>> START DATASET ROWS

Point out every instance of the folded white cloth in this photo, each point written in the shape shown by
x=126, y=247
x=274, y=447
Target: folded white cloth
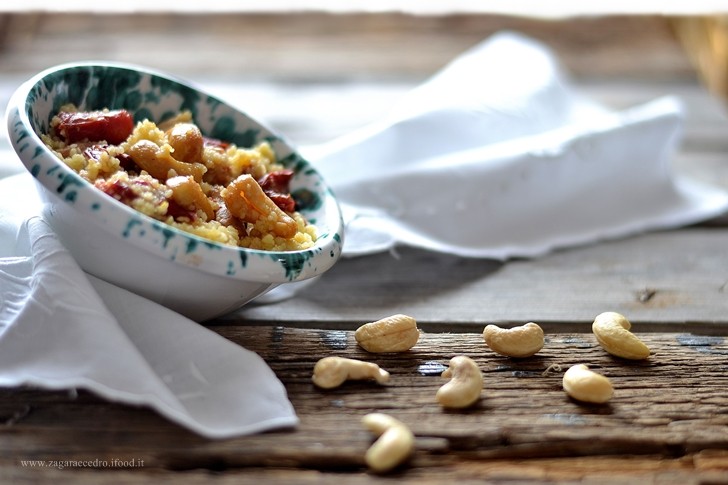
x=496, y=156
x=61, y=328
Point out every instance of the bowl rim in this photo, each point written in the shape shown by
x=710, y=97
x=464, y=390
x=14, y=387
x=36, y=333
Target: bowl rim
x=266, y=266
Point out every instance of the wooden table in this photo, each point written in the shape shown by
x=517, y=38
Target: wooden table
x=668, y=420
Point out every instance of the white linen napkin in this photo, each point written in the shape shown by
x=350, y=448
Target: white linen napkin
x=61, y=328
x=496, y=156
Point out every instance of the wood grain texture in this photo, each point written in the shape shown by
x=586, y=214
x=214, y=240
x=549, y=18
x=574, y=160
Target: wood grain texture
x=669, y=416
x=660, y=280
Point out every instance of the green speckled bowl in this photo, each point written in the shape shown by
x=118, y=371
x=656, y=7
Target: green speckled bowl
x=196, y=277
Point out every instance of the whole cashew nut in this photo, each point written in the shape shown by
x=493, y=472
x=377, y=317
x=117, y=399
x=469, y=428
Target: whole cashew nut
x=612, y=332
x=585, y=385
x=394, y=445
x=464, y=387
x=396, y=333
x=331, y=372
x=523, y=341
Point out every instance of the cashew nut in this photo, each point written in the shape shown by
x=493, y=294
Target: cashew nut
x=158, y=162
x=464, y=387
x=186, y=140
x=248, y=202
x=612, y=332
x=523, y=341
x=331, y=372
x=394, y=445
x=585, y=385
x=396, y=333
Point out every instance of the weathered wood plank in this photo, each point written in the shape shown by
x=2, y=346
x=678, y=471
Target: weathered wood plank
x=659, y=280
x=668, y=415
x=325, y=46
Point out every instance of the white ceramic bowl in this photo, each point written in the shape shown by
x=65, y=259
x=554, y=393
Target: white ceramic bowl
x=196, y=277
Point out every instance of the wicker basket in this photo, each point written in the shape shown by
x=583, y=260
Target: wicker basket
x=705, y=39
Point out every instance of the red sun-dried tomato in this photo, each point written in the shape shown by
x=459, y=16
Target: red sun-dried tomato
x=112, y=126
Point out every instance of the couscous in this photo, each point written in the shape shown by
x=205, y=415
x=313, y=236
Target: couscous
x=173, y=173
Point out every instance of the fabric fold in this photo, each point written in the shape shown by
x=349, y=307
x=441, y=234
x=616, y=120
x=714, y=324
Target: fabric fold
x=64, y=329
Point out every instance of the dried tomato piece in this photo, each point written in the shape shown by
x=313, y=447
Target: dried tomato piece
x=276, y=186
x=94, y=152
x=112, y=126
x=214, y=143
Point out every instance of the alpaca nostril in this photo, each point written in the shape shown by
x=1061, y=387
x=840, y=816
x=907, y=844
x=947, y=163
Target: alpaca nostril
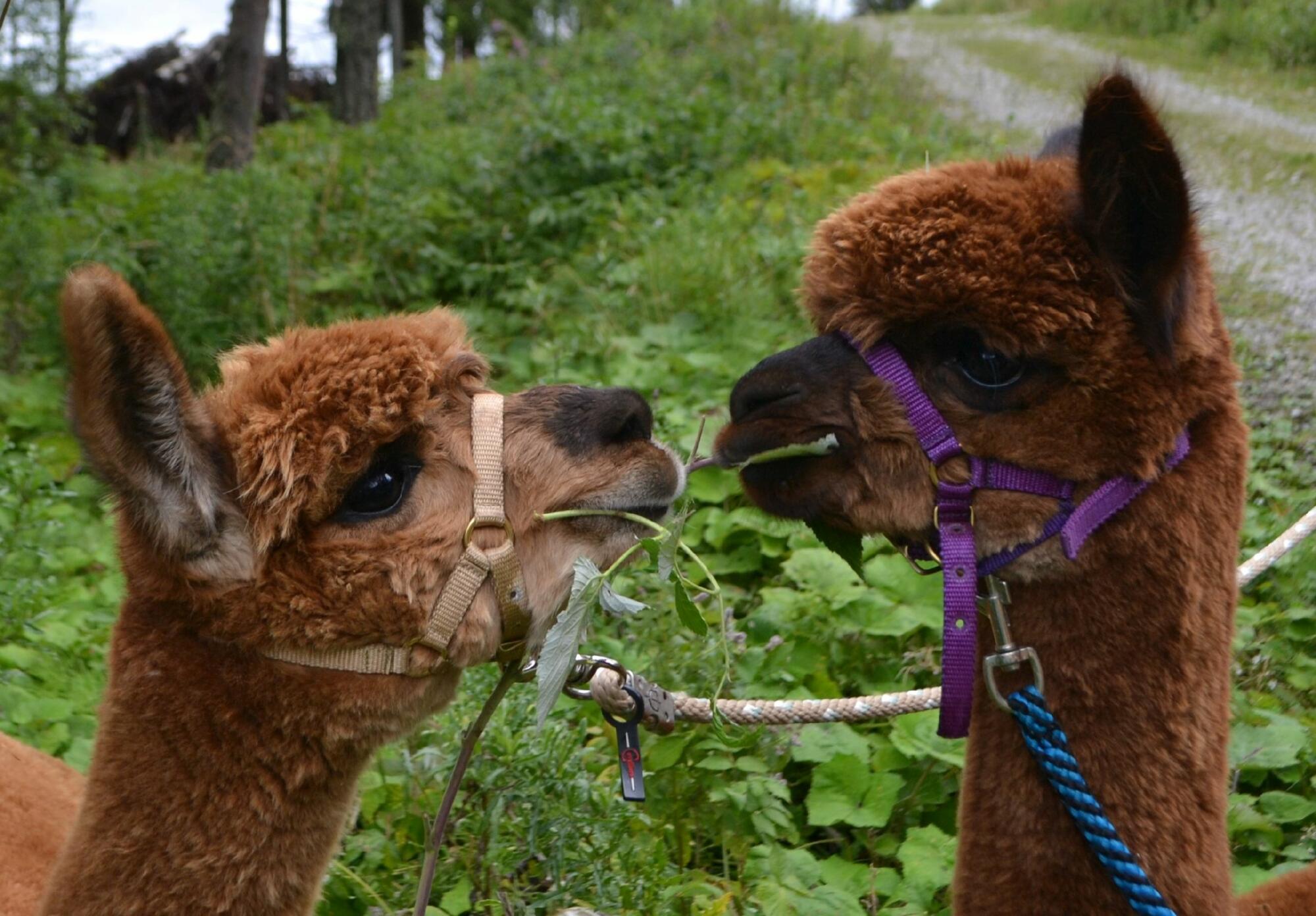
x=753, y=394
x=626, y=419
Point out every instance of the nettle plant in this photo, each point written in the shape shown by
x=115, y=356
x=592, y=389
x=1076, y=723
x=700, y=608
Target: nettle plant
x=592, y=588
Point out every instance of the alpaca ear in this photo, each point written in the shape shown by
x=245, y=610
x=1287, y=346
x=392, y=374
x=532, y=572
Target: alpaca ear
x=1136, y=205
x=144, y=431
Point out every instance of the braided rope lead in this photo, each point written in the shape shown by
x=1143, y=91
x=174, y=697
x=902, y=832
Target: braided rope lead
x=607, y=692
x=1051, y=750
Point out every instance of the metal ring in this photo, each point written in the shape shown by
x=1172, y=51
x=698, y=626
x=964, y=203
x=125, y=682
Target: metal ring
x=477, y=523
x=914, y=564
x=584, y=671
x=634, y=718
x=1011, y=661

>> END DATASET ROWS

**YOUR GOAL**
Format the lines above, starting at the line containing "Point out every instance of the cashew" and ending at the line containing "x=325, y=46", as a numbered list and omit any blank lines.

**RESPONSE TO THE TASK**
1. Point out every instance of the cashew nut in this photo, each point written in the shape shown by
2. x=493, y=294
3. Target: cashew nut
4. x=158, y=162
5. x=464, y=387
6. x=186, y=140
7. x=248, y=202
8. x=612, y=332
9. x=523, y=341
10. x=331, y=372
11. x=394, y=445
12. x=585, y=385
13. x=396, y=333
14. Point out every instance of the weathered wood plank in this photo, each point written in the shape shown by
15. x=2, y=346
16. x=678, y=471
17. Target: weathered wood plank
18. x=659, y=280
19. x=668, y=415
20. x=325, y=46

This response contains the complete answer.